Restate the records word for word, omitting nothing.

[Records from a collection]
========================================
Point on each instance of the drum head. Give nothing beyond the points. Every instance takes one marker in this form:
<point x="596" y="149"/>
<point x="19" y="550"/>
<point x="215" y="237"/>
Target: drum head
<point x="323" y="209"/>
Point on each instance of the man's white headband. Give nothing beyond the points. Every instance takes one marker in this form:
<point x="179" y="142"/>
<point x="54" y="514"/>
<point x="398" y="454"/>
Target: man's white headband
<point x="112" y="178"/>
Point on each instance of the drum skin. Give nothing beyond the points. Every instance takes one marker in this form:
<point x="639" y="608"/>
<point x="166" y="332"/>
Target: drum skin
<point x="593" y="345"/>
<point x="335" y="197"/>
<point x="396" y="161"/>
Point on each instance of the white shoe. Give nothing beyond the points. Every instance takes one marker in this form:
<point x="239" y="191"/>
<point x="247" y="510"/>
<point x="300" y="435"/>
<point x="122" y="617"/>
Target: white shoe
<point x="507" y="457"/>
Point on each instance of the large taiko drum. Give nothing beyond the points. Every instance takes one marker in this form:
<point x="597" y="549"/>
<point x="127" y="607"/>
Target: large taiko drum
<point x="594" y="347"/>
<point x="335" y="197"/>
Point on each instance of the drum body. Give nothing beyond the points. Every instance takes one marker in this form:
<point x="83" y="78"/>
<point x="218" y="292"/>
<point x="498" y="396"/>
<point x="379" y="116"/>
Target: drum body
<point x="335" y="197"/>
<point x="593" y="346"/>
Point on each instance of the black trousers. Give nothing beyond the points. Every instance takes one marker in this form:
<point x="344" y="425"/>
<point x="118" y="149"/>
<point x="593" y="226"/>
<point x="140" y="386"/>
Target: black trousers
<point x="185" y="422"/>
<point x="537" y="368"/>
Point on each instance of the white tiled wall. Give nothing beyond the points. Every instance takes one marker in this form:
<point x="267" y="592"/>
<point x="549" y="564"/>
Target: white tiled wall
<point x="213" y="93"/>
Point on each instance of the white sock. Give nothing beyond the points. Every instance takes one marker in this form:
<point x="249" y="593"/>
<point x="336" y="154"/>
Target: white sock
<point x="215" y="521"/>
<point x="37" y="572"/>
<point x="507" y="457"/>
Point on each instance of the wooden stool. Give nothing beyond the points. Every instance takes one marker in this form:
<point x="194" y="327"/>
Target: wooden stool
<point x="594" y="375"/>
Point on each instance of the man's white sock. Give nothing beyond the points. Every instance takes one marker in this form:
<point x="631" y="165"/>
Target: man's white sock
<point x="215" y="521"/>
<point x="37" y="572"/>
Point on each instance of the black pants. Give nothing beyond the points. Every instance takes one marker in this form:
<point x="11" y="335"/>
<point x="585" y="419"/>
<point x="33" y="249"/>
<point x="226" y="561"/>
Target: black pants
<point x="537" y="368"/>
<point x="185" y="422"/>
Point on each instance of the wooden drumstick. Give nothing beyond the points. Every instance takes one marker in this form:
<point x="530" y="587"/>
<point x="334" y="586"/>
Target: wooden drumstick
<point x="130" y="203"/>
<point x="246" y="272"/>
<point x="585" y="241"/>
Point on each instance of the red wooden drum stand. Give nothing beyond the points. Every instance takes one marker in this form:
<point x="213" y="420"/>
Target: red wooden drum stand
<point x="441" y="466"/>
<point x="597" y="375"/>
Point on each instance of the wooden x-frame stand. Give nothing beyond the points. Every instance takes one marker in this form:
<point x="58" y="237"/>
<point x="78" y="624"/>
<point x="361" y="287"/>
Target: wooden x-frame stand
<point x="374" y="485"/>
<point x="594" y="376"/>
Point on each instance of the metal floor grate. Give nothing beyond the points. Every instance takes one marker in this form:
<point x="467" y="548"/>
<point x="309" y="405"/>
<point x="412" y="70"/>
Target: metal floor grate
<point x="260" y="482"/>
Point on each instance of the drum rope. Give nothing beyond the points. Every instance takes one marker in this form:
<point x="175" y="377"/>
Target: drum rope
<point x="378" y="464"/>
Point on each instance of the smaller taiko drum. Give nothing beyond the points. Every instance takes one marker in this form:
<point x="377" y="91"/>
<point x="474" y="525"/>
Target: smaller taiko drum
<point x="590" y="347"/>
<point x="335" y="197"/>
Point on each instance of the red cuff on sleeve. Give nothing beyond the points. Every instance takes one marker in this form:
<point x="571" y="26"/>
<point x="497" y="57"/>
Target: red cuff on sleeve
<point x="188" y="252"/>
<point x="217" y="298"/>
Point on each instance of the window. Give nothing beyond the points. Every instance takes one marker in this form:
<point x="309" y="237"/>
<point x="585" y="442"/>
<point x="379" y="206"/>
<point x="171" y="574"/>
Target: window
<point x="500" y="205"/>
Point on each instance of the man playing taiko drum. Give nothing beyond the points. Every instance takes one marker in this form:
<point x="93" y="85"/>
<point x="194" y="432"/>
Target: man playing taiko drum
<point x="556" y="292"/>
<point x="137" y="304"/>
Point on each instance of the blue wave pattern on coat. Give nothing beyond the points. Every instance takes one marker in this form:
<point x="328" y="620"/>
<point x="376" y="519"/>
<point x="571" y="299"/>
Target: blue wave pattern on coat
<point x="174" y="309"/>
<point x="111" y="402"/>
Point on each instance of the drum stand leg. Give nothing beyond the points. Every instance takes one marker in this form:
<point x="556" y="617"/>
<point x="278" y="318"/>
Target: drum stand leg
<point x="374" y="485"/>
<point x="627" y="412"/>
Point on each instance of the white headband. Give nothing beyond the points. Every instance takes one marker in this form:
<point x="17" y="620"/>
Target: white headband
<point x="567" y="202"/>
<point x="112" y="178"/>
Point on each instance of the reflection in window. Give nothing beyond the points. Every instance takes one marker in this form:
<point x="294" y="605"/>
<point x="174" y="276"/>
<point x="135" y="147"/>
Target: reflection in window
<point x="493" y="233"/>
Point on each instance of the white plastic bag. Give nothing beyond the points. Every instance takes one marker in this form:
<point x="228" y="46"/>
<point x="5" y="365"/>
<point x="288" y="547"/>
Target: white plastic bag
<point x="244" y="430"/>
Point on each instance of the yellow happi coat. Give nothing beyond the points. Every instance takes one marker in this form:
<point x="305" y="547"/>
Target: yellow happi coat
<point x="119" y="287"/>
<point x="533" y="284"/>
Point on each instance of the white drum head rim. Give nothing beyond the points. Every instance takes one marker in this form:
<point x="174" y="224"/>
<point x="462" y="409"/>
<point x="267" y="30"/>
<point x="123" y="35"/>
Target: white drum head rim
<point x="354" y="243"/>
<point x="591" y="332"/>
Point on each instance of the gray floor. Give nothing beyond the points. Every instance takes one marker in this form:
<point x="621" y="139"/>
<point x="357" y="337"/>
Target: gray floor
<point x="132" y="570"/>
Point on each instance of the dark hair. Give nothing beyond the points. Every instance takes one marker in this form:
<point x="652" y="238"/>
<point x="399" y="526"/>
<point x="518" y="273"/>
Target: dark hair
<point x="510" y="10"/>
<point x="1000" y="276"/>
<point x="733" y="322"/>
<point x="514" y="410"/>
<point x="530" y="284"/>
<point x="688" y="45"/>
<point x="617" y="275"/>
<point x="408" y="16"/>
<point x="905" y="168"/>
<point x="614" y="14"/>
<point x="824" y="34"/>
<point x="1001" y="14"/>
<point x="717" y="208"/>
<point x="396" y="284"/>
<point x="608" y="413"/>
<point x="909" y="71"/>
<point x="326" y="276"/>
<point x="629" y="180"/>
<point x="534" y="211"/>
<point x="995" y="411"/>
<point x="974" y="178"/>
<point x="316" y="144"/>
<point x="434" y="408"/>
========================================
## Solution to the problem
Point on each instance of the drum head. Give nothing beyond the points. Every instance takes one marker in this form:
<point x="596" y="149"/>
<point x="19" y="550"/>
<point x="215" y="237"/>
Target: drum head
<point x="323" y="209"/>
Point on each instance of the man's white headband. Give nothing beyond the points. Every instance takes one marker in this form:
<point x="179" y="142"/>
<point x="54" y="514"/>
<point x="398" y="454"/>
Target: man's white headband
<point x="112" y="178"/>
Point on each instance of the drum skin. Give nothing beyond the points. Every instance takes one marker in this form:
<point x="639" y="608"/>
<point x="166" y="332"/>
Target: drum skin
<point x="593" y="345"/>
<point x="335" y="197"/>
<point x="396" y="161"/>
Point on each instance of the white shoe. Give nothing beyond the points. Every instance takes one marker in this form:
<point x="239" y="191"/>
<point x="247" y="510"/>
<point x="300" y="435"/>
<point x="122" y="617"/>
Target: white shoe
<point x="507" y="457"/>
Point on each instance of the large taiko drum. Give nothing beyond the points. Every instance takes one marker in this form:
<point x="597" y="549"/>
<point x="127" y="607"/>
Target: large taiko drum
<point x="594" y="347"/>
<point x="335" y="197"/>
Point on each instance of the drum body. Give nothing beyond the points. Every instance takes one marker in this form:
<point x="83" y="78"/>
<point x="218" y="292"/>
<point x="498" y="396"/>
<point x="379" y="116"/>
Target: drum body
<point x="335" y="197"/>
<point x="593" y="346"/>
Point on each instance of the black trousers. Give nothing beyond the points. Every instance takes one marker in this form:
<point x="344" y="425"/>
<point x="118" y="149"/>
<point x="593" y="226"/>
<point x="140" y="386"/>
Target: black trousers
<point x="185" y="422"/>
<point x="537" y="368"/>
Point on each instance of the white tiled wall. Give nothing beyond the points. Every instance takes one marker in this form:
<point x="267" y="592"/>
<point x="549" y="564"/>
Target: white tiled wall
<point x="213" y="93"/>
Point on each instance of the white sock. Give nothing beyond the points. Every instance takes one marker in this form:
<point x="249" y="593"/>
<point x="336" y="154"/>
Target: white sock
<point x="215" y="521"/>
<point x="37" y="572"/>
<point x="507" y="457"/>
Point on each instance of the wooden stool. Give nothing beyond the points. Every instance takes one marker in this form:
<point x="194" y="327"/>
Target: wooden stool
<point x="594" y="375"/>
Point on each instance of the man's white sock. Give nothing beyond the points. Every instance takes one marker in this form:
<point x="631" y="165"/>
Target: man's white sock
<point x="215" y="521"/>
<point x="37" y="572"/>
Point on each instance of the black pants. Give nothing beyond the points. Every instance takes one marker in this form:
<point x="11" y="335"/>
<point x="585" y="419"/>
<point x="33" y="249"/>
<point x="226" y="561"/>
Target: black pants
<point x="537" y="368"/>
<point x="185" y="422"/>
Point on each instance of the wooden drumstick. Give nothing beyond the points. Every instance takes one marker in this form:
<point x="530" y="587"/>
<point x="334" y="586"/>
Target: wooden drumstick
<point x="130" y="203"/>
<point x="246" y="272"/>
<point x="585" y="241"/>
Point on each instance of the red wooden drum stand. Give nothing beyond the points. Every instance takes one marker in this form:
<point x="213" y="420"/>
Target: red wooden drum stand
<point x="441" y="466"/>
<point x="597" y="375"/>
Point on each instance of the wooden x-frame stand. Give nothing beyond the points. Every instance takes one marker in this form:
<point x="58" y="237"/>
<point x="78" y="624"/>
<point x="361" y="287"/>
Target: wooden x-frame stand
<point x="374" y="485"/>
<point x="594" y="376"/>
Point on each instance of the metal floor grate. Give nothing beyond the points. Every instance takes one marker in this form:
<point x="467" y="548"/>
<point x="309" y="405"/>
<point x="412" y="70"/>
Target: metal floor grate
<point x="260" y="482"/>
Point on each instance of the drum rope. Give nothing beyond the points. Every instance takes one marker in this form:
<point x="175" y="377"/>
Target: drum rope
<point x="378" y="464"/>
Point on each instance of the smaller taiko drum. Give nothing beyond the points. Every instance takes one marker in this form:
<point x="377" y="91"/>
<point x="474" y="525"/>
Target: smaller taiko drum
<point x="590" y="347"/>
<point x="335" y="197"/>
Point on each instance of the red cuff on sleeve. Give nothing beyond the points. Every instance takes one marker in this form:
<point x="571" y="26"/>
<point x="497" y="57"/>
Target: red cuff on sleeve
<point x="188" y="252"/>
<point x="217" y="298"/>
Point on each instance of the window. Give nothing beyond the points. Every instance takes one marker in this form:
<point x="309" y="237"/>
<point x="585" y="442"/>
<point x="379" y="206"/>
<point x="171" y="574"/>
Target: window
<point x="500" y="205"/>
Point on each instance of the man playing taiko drum. Give nothing beyond the points. Every instance takes one marker in this form:
<point x="93" y="85"/>
<point x="194" y="432"/>
Target: man playing taiko drum
<point x="556" y="292"/>
<point x="137" y="304"/>
Point on each instance of the blue wave pattern on coat. Give nothing beyond the points. Every instance takes one marker in this form:
<point x="328" y="620"/>
<point x="376" y="519"/>
<point x="571" y="299"/>
Target: blue wave pattern on coat
<point x="174" y="309"/>
<point x="111" y="402"/>
Point on each instance of the drum stand leg. Give nothing beyond the points. Every instance takes one marker in this form:
<point x="556" y="617"/>
<point x="278" y="318"/>
Target: drum stand leg
<point x="374" y="485"/>
<point x="627" y="412"/>
Point on each instance of the white headband. Give nothing beyond the points. Every instance takes one marker in this form:
<point x="17" y="620"/>
Target: white headband
<point x="567" y="202"/>
<point x="112" y="178"/>
Point on each instance of the reflection in window. Give nothing beyond the points. Every instance takes one marker in this form:
<point x="294" y="605"/>
<point x="174" y="276"/>
<point x="135" y="147"/>
Target: reflection in window
<point x="493" y="233"/>
Point on each instance of the white plastic bag. Give nothing beyond the points. Every instance takes one marker in this form:
<point x="228" y="46"/>
<point x="5" y="365"/>
<point x="288" y="547"/>
Target: white plastic bag
<point x="244" y="430"/>
Point on each instance of the yellow happi coat. Give nothing beyond the points. Every instance takes one marker in this form:
<point x="305" y="547"/>
Target: yellow happi coat
<point x="119" y="287"/>
<point x="533" y="284"/>
Point on each instance of the white drum head rim. Give nothing beyond the points. Every instance takes one marker in this form:
<point x="174" y="224"/>
<point x="462" y="409"/>
<point x="267" y="30"/>
<point x="123" y="35"/>
Target: white drum head rim
<point x="354" y="243"/>
<point x="591" y="332"/>
Point on each instance of the gray floor. Give nothing beyond the points. Every instance takes one marker in this form:
<point x="621" y="139"/>
<point x="357" y="337"/>
Target: gray floor
<point x="132" y="570"/>
Point on each instance of the dark hair. Give nothing beyond the points. Every instance takes one marker in this form:
<point x="652" y="238"/>
<point x="399" y="526"/>
<point x="518" y="273"/>
Target: dark hair
<point x="510" y="10"/>
<point x="1000" y="276"/>
<point x="733" y="322"/>
<point x="514" y="410"/>
<point x="530" y="284"/>
<point x="688" y="45"/>
<point x="617" y="275"/>
<point x="408" y="16"/>
<point x="905" y="168"/>
<point x="614" y="14"/>
<point x="824" y="34"/>
<point x="1001" y="14"/>
<point x="717" y="208"/>
<point x="396" y="284"/>
<point x="608" y="413"/>
<point x="909" y="71"/>
<point x="326" y="276"/>
<point x="629" y="180"/>
<point x="534" y="211"/>
<point x="995" y="411"/>
<point x="974" y="178"/>
<point x="316" y="144"/>
<point x="434" y="408"/>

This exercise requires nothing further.